═══ Sayfa

• Haberler
  • Genel
  • Kılıçdaroğlu kendisini silahla kaçırıp darp eden Koçero'yla buluştu

Kılıçdaroğlu kendisini silahla kaçırıp darp eden Koçero'yla buluştu

CHP lideri Kılıçdaroğlu'nun, üniversite yıllarında kendisini silah zoruyla kaçırıp darp eden 'Koçero' lakaplı Muammer Sözü­güzel'le bir araya geldiği ortaya çıktı.

CHP Genel Başkanı Kemal Kılıçdaroğlu, üniversite yıllarında kendisini silah zoruyla kaçırıp darp eden 'Koçero' lakaplı Muammer Sözü­güzel'le bir araya geldi. 

Sözcü yazarı Saygı Öztürk, Kılıçdaroğlu'nun 'helalleşme' adımlarından biri olarak aktardığı görüşmeyle ilgili Sözü­güzel'le konuştu.

══════

§ **Aşağıdakileri tamamlayınız**:
A. Kılıçdaroğlu ile ilgili haberde, onu üniversite yıllarında silah zoruyla kaçırıp darp eden kişinin lakabı nedir?
B. Kılıçdaroğlu ile ilgili haberin "CHP lideri Kılıçdaroğlu'nun, üniversite" ifadesinden başlayıp "geldiği ortaya çıktı." ifadesine kadar (bu ifade dahil) olan bölümünü hiç değiştirmeden veriniz.
Liste bu çalışmada hiçbir rol oynamamaktadır.

═══ Gösterilen bilgiler

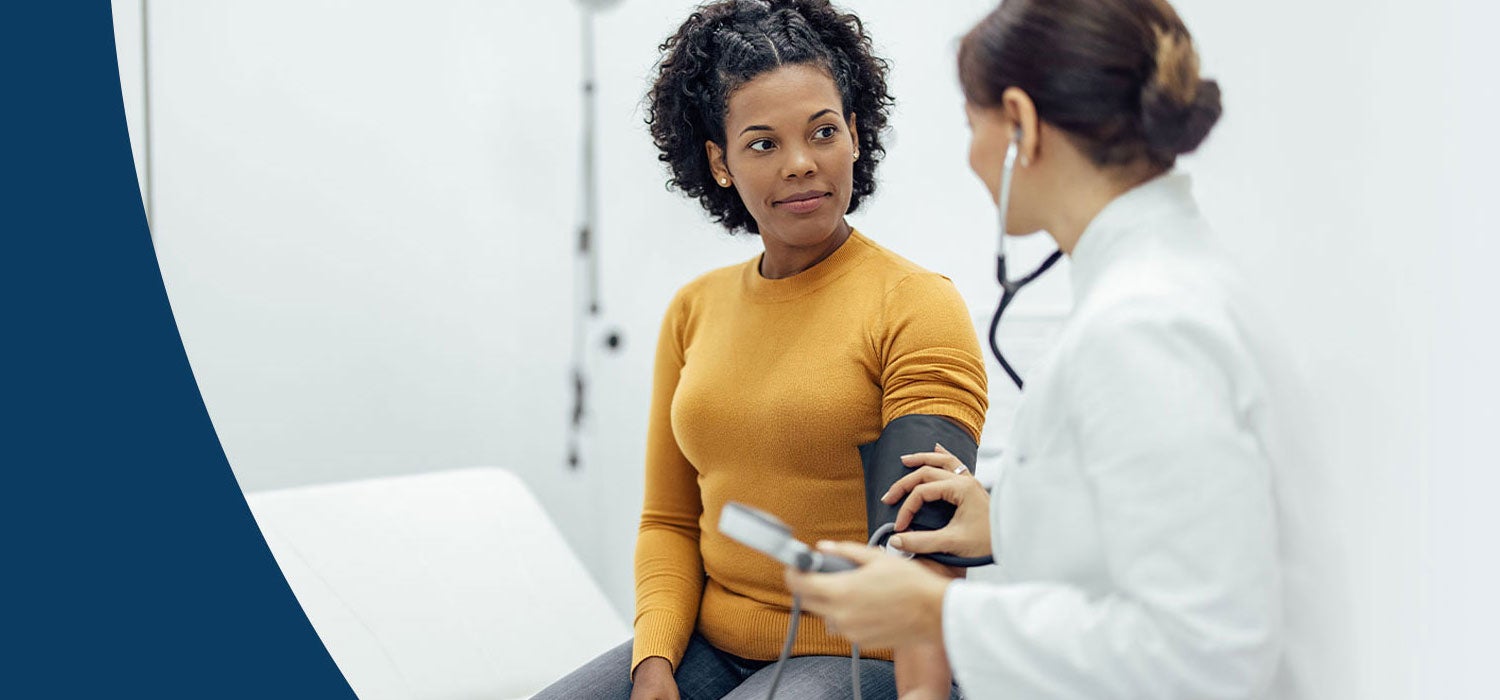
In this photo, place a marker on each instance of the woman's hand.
(887, 601)
(654, 681)
(941, 477)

══════

§ **Soruların cevapları**:
A. Koçero

B.
CHP lideri Kılıçdaroğlu'nun, üniversite yıllarında kendisini silah zoruyla kaçırıp darp eden 'Koçero' lakaplı Muammer Sözü­güzel'le bir araya geldiği ortaya çıktı.